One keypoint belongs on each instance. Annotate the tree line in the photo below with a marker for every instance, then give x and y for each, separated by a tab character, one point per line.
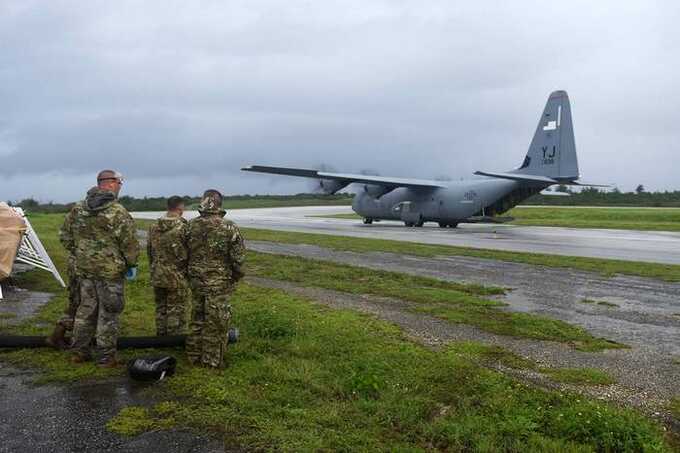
32	205
589	196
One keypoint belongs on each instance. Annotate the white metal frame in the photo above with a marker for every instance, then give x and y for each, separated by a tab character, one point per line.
32	252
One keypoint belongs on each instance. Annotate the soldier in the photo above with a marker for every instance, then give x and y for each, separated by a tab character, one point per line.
216	254
168	256
100	235
65	324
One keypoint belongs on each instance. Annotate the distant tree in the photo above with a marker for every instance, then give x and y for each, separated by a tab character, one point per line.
28	203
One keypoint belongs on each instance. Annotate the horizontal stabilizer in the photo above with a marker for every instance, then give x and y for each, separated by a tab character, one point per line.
348	177
585	184
548	193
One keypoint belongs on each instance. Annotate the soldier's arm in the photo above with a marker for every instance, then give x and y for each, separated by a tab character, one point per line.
182	251
127	239
237	253
149	247
66	232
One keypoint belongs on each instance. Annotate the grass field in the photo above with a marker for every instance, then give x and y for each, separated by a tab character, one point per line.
651	219
308	378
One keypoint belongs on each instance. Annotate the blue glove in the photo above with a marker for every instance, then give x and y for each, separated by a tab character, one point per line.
131	274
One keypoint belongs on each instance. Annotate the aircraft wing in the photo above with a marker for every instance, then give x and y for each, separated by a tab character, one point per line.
522	177
348	178
518	177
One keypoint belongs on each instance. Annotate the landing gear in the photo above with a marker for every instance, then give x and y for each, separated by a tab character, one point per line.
417	224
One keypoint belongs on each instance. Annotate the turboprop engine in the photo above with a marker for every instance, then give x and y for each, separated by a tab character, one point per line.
331	186
377	191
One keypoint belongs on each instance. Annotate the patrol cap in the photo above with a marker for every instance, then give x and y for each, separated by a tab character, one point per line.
109	174
211	201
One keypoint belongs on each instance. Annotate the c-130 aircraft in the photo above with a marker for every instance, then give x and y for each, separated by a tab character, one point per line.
551	160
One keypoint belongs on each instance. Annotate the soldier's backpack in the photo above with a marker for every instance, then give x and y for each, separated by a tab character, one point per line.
152	368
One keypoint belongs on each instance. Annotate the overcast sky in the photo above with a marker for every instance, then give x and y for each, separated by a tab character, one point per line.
179	95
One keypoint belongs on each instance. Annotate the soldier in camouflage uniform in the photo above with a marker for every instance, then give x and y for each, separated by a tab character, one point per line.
100	235
216	254
65	324
168	256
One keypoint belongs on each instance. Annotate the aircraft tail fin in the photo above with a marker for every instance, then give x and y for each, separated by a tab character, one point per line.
552	152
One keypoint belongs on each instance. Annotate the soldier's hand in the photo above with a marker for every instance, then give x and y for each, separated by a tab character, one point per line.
131	274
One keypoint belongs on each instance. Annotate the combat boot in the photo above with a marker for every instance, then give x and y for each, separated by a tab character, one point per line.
57	339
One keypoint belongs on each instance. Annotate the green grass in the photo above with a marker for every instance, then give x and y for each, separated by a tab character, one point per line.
651	219
655	219
455	302
674	407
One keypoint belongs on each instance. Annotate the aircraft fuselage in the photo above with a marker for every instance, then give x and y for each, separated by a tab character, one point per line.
452	205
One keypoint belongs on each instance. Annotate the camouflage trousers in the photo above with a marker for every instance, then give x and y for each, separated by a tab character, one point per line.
66	319
101	303
208	330
171	310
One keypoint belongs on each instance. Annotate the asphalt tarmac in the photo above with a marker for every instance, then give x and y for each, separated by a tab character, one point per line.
629	245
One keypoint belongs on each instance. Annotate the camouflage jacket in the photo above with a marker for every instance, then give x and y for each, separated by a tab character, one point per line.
216	252
168	252
100	236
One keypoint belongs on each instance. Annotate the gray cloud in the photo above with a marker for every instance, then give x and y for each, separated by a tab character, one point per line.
179	96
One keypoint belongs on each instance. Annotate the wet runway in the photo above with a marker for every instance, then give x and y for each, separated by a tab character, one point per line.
650	246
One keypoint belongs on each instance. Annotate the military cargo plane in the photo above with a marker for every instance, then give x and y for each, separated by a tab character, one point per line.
551	160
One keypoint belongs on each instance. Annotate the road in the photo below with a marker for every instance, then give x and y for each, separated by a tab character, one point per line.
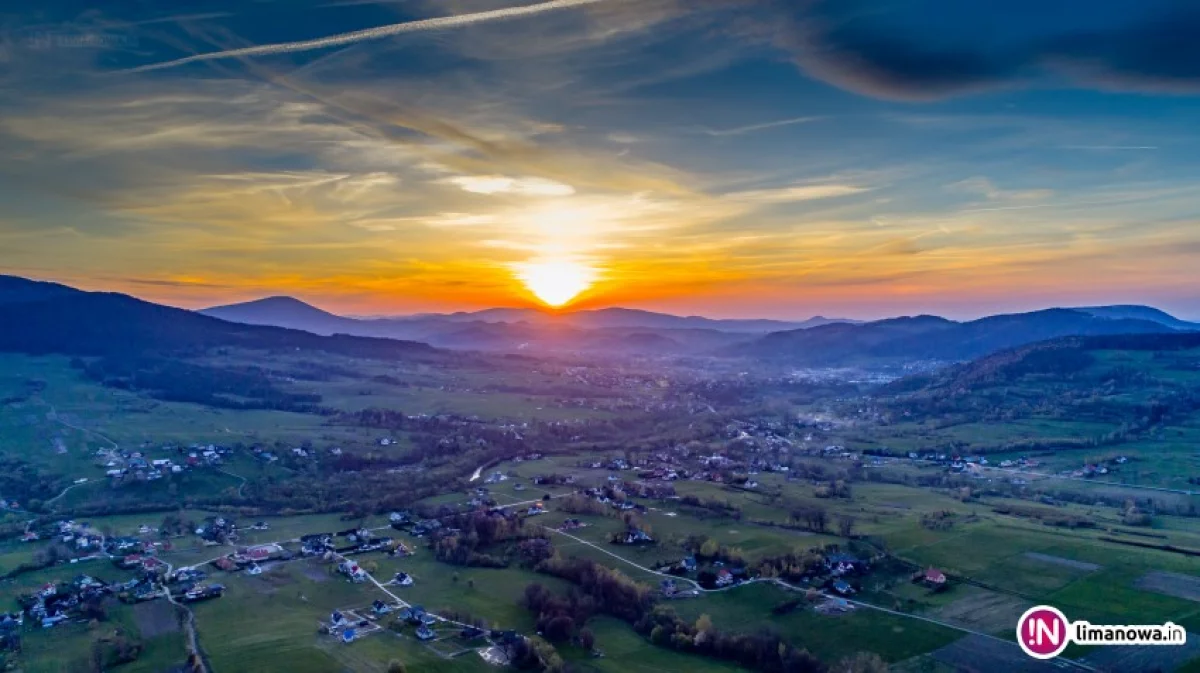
______________________________
Reproduce all of the items above, swapping every "Annotate" for "Label" and leaving everything else unchanged. Omit the pictures.

One keypoint belongs on each instance. Label the tree line in the photo below with a marker for every instance, then give x and y for each, separated by a tab character, one point per line.
32	205
589	196
One keypoint belongs on each instance. Label the white metal frame in the photo above with a marker for every instance, then give x and y for each, separated by a tab character, one point per line.
32	252
One keypoint belongs on each instance. Label the soldier in the photo above with a marker for every instance, then give x and y for each, separated by a tab character, one point per line.
216	254
168	256
100	235
65	324
One keypoint belongs on each instance. Label the distant tree in the photo above with a marker for every instance, then give x and y for each, separated by a tab character, one point per line.
28	203
One keypoint belongs on each instance. Label the horizontal stabilizer in the photo above with a marker for every instance, then give x and y for each, separated by a tab character, one point per line.
348	177
585	184
548	193
One keypoint belongs on each instance. Label the soldier's arm in the photo above with a marker for every instance, then give x and y for each, separated by a tab character, one point per line.
182	251
127	239
237	253
149	247
66	232
One keypoint belongs on each instance. Label the grass field in the photo above with a marker for every instance, then give x and y for each, separated by a tab character, one point per line.
651	219
308	378
One keypoint belongs on each instance. Label the blue glove in the photo above with a marker for every instance, then give x and y for each, separated by a tab character, one point per line.
131	274
One keypoint belongs on each instance. Label the aircraft wing in the photo above with a marker for every instance, then give x and y for each, separated by a tab character, one point per line.
522	177
348	178
518	177
One keypoint belongs on each instance. Label the landing gear in the photo above with a marker for every instance, then give x and y for each, separated by a tab character, one point per line.
417	224
One keypoint belongs on each instance. Label the turboprop engine in the photo above with a marker for every instance, then give x and y for each, separated by a tab character, one point per line.
331	186
377	191
One keypoint belongs on each instance. Label the patrol cap in the photo above with a marker for every instance, then give x and y for each, separated by a tab character, one point per line.
109	174
211	201
One keypoint belongs on each instance. Label the c-130 aircraft in the photo above with a marker for every instance, then give x and y for each, separated by a tab character, one point per line.
551	160
One keypoint belongs on each instance. Label the soldier's backpack in the photo above with a marker for every instance, then give x and y for each, separated by a tab character, one point per line.
152	368
One keypoint belongs on each instance. Label the overcast sky in the photo above with a marker for every instance, then give x and y for each, separated by a tab character, one point per line.
179	95
One keypoint belongs on each instance. Label the soldier in camouflage uniform in the photo above with a marker for every instance, then give x and y for each, separated by a tab character, one point per line.
100	235
216	254
65	324
168	256
One keypoint belongs on each instance. Label the aircraft tail fin in the photo above with a marker for every instance, then give x and y for each, separated by a tab character, one point per line.
552	152
One keypoint belongs on each instance. Label the soldier's hand in the photo above with a marker for every instance, then give x and y for each, separated by a tab character, one point per line.
131	274
One keypoint belongs on each instance. Label the combat boot in the photo above with a marker for every instance, then give x and y for each, separated by a tab character, one point per line.
57	339
One keypoint belongs on each instance. Label the green grass in the photo above with a marker for every instance, then give x and y for each, separated by a tab character, one point per line.
651	219
655	219
455	302
674	407
One keypoint belongs on each instance. Label the aircraft fuselage in the photo above with a marker for every instance, then give x and y for each, separated by a tab character, one point per line.
452	205
One keypoint belongs on each instance. Label the camouflage trousers in the photo above with a marker for every instance, then give x and y for each, separated by a tab character, one point per line.
66	319
101	303
208	330
171	310
One keypoint belongs on each instance. Label the asphalt tarmac in the photo above with a marker for every instance, then give x and y for each, separated by a tab character, one point per line.
629	245
One keypoint belongs on each instance. Label the camouflage jacket in the photo above with a marker for every instance, then give x and y for each, separated by a tab character, one point per line.
216	252
168	252
100	236
One keypoint belongs on each instance. Label the gray cloud in the photo above with a marker for every instance, then give x and y for each, separated by a tab character, one point per line.
179	96
One keypoint belongs on each instance. Label the wet runway in the photo above with a marker for every instance, then give x and y for each, separated by a tab character, one point per line.
650	246
One keypoint belongs on each instance. Label the military cargo plane in the photo above with a marker for every instance, then give x and y for each, separated by a tab character, one point per line.
551	160
One keypoint belongs on each instance. Label the road in the photo below with a marker for every instance, then give x and y for each, separated by a tab character, one point per line.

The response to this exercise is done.